Secondly, as a government agency for the security and defense sector in a warring country, we see our mission in contributing to a global cybersecurity ecosystem, because we understand how critical can cyberspace threats can be for the functioning of a country. After all, the impact of those threats can vary from environmental disasters, caused by accidents at critical infrastructure facilities, to destabilization of the political situation inside the country.

Apart from cyber defense, we have over 100 different functions pertinent to civilian and secure governmental communications, special mail services, TV and radio broadcasting, etc. 

Information and communication are at the heart of war and the SSSCIP has the heavy responsibility of ensuring the operational maintenance of means of communication and connections. How did you manage to protect your exchanges?

The enemy constantly seeks new ways to attack our information systems and networks. Likewise, we work daily on improving our protective tools, introducing new standards and practices, such as CISA approaches, NIST standards, EU acquis, making Ukraine a leading country in cyber defense. There is no doubt that our resilience would have been impossible without our partners that share with us their information, cyber defense tools and solutions, best practices on a daily basis. Public-private partnership is another factor of our resilience. Since the very first day of the full-scale invasion, government agencies and businesses have joined their efforts to assist everyone in need, because in cyberspace, we are as strong as our weakest link. 

Why is SSSCIP coming at the Paris Cyber Summit?

Critical infrastructure protection is a global challenge. The war encompasses all the dimensions: informational, physical and cyberspace. Cyberspace is global. You cannot just build a wall between your country and the rest of the world, unless it is North Korea. So, whether we want it or not, we face threats coming from various countries and cybercrime groups every day. Ukraine has experience of how to confront the most aggressive totalitarian regime. Russian hackers work for their special services that use the same tactics worldwide, so we want our partners to benefit from our knowledge and become even more secure.

Our partners, in turn, have their own experience in addressing other threats that may be useful for us. So, our interest towards this Summit is both to share our expertise and to learn from other countries, finding new touchpoints and reinforcing each other. Besides, it is already obvious that countries should unite to establish the rules of safe online behavior and hold the countries and people, that ignore those rules, accountable. If we do not do this today, we will face dire consequences tomorrow. So, our objective at this forum is to facilitate the establishment of a global security ecosystem as much as we can for our common safer future.

(Stored items)
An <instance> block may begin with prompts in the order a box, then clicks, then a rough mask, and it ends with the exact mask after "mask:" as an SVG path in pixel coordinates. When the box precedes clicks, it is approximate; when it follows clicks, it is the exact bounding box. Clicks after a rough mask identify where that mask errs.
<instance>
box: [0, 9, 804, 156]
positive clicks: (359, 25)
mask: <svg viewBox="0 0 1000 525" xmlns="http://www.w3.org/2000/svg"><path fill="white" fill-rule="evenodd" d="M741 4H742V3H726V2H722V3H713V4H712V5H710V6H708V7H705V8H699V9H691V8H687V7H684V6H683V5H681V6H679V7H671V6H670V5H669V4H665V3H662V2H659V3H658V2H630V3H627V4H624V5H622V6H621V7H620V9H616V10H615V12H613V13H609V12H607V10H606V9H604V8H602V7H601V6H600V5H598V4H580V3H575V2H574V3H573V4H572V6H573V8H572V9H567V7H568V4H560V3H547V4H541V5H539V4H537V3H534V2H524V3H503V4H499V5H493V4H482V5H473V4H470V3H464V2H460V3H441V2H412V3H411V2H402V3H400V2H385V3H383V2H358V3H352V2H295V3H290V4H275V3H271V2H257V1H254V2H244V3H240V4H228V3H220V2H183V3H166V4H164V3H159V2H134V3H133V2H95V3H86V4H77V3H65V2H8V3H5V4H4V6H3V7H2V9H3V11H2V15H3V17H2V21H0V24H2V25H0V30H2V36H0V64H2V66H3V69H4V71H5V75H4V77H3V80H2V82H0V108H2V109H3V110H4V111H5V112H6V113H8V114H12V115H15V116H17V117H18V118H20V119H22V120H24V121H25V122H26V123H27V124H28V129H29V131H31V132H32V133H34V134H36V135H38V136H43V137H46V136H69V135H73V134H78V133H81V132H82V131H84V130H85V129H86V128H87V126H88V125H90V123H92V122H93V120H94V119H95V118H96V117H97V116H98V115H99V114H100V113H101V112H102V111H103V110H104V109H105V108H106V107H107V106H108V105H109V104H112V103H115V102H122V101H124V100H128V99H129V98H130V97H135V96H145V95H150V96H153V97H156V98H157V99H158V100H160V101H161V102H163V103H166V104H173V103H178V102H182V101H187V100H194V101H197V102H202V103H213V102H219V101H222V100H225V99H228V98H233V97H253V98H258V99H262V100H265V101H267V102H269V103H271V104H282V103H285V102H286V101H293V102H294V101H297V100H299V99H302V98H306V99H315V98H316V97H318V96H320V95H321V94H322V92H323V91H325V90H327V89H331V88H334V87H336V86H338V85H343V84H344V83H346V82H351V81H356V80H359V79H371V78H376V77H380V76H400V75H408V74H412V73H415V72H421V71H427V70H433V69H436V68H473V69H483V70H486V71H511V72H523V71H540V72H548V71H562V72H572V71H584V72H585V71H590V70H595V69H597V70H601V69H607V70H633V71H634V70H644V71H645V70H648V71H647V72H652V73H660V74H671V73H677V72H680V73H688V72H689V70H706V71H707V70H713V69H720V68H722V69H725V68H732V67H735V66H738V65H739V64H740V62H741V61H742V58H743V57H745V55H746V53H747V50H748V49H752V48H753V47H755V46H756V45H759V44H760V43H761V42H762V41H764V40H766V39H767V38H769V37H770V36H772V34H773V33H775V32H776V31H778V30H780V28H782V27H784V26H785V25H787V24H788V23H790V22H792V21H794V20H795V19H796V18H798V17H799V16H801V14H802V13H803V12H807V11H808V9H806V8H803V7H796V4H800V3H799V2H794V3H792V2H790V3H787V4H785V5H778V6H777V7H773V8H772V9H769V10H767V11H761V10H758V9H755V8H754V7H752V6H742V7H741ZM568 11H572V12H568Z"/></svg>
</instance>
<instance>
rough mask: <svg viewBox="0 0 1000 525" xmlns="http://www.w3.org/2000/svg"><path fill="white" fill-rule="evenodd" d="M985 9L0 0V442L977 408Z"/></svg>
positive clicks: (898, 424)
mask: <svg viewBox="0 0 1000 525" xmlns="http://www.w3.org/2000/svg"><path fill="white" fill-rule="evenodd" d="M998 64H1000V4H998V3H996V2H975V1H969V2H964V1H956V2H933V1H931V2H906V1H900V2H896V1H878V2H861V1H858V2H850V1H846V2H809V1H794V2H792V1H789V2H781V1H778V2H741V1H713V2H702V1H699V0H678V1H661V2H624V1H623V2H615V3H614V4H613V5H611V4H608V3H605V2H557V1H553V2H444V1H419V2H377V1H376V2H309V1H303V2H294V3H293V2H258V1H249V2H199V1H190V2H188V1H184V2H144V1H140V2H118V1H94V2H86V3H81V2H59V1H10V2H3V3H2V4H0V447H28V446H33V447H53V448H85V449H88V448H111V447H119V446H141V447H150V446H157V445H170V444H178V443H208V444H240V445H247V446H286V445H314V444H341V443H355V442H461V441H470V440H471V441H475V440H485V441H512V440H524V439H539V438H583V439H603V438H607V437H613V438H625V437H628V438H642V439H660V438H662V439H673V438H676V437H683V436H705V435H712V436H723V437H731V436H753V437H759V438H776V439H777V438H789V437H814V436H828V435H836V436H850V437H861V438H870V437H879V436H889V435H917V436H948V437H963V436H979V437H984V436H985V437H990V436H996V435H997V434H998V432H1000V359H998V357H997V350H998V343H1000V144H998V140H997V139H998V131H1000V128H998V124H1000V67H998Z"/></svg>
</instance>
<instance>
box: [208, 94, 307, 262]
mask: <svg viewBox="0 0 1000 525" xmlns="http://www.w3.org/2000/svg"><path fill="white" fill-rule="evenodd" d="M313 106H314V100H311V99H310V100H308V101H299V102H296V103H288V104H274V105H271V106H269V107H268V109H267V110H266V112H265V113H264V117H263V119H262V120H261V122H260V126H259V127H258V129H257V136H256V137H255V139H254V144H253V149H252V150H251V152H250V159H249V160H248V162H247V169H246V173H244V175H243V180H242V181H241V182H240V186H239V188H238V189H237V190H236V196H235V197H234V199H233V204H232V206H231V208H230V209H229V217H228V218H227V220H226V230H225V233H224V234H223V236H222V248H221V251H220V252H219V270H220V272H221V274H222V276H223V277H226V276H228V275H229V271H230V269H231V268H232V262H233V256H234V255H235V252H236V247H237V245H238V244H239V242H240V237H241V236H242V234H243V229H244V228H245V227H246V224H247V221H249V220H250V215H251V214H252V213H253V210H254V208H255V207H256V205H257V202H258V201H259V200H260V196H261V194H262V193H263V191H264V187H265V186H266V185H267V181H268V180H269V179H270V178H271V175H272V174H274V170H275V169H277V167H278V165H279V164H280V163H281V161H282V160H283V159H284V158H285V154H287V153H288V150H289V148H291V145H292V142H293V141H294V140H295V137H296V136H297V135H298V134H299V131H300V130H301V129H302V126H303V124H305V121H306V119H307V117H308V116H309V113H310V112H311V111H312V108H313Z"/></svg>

» Problems and tasks
• A. In the interview on Ukraine's cyber defense, copy the passage from "Information and communication" to "protect your exchanges?".
• B. List the dimensions that the interview on Ukraine's cyber defense says the war encompasses.
• C. Continue the interview on Ukraine's cyber defense from its last sentence.

» Expected outputs
• A.
Information and communication are at the heart of war and the SSSCIP has the heavy responsibility of ensuring the operational maintenance of means of communication and connections. How did you manage to protect your exchanges?

• B. Informational, physical, cyberspace

• C.
Like Oleksandr Potii, we strongly believe in the power of partnership between the state and the private sector in times of extreme crisis. TheGreenBow proved this recently during the COVID-19 pandemic. As a strongly committed company determined to contribute to the preservation of individual freedoms, TheGreenBow worked closely with the public sector to design a secure communications offering tailored to the needs of telecommuting,” comments Mathieu Isaia, Managing Director of TheGreenBow.

TheGreenBow is one of the offical sponsors of the Paris Cyber Summit. To learn more on the event, visit https://www.paris-cyber-summit.com/


Oleksandr Potii, Deputy Chairman of the State Service of Special Communications and Information Protection of Ukraine. 

Brigadier General Oleksandr Potii, the Deputy Chairman of the State Service of Special Communications and Information Protection of Ukraine since September 2020. Prof. Potii is an expert on information protection standards, the development of personnel potential in the field of cyberdefense, and the protection of critical information infrastructure, information security, and cryptography.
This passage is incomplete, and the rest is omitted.